* **YOUR TASK**:
This exercise calls for every record to be set down again, exactly and in full.

═══ DATA

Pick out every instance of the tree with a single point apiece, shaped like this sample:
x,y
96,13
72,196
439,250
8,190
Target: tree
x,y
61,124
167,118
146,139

══════

* **TASK ANSWER**:
Pick out every instance of the tree with a single point apiece, shaped like this sample:
x,y
96,13
72,196
439,250
8,190
Target: tree
x,y
61,124
167,118
146,139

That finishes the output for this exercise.